======== EXERCISE MATERIALS ========

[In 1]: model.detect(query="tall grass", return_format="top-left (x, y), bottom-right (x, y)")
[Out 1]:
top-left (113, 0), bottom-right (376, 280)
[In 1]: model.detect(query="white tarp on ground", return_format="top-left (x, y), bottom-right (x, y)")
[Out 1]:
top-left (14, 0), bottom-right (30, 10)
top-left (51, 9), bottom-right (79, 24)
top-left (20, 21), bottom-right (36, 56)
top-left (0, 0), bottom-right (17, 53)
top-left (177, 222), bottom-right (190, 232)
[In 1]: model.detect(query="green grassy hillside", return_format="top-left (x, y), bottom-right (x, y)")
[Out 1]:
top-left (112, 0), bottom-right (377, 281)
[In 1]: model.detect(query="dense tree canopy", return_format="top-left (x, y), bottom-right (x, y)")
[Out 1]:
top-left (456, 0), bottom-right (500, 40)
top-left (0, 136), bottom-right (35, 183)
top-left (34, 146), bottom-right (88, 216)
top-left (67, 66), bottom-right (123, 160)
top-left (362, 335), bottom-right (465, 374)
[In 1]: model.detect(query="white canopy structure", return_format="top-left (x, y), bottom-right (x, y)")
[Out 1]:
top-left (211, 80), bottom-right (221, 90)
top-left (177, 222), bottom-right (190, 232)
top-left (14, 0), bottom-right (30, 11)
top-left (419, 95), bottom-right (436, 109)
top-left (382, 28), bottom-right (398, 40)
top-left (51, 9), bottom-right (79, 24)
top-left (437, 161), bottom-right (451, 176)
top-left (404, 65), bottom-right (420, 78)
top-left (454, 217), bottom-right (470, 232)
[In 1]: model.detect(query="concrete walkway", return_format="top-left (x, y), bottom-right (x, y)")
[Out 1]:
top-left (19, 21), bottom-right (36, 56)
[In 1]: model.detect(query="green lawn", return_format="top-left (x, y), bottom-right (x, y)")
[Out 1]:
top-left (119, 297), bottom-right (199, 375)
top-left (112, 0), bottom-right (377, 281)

========
======== EXERCISE MATERIALS ========

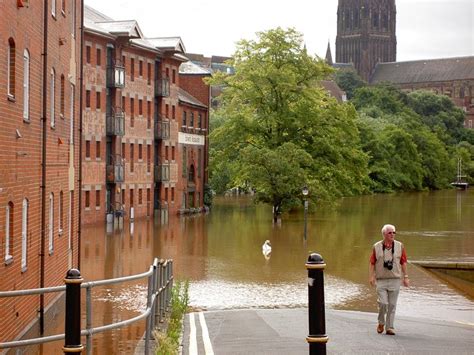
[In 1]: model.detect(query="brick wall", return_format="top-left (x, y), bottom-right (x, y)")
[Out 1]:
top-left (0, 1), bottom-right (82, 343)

========

GOAL OF THE EXERCISE:
Copy all lines above containing the string "green".

REPLY TO THE TASK:
[In 1]: model.detect(query="green grassy hillside", return_format="top-left (x, y), bottom-right (x, y)")
[In 1]: model.detect(query="green lawn", return_format="top-left (x, y), bottom-right (x, y)")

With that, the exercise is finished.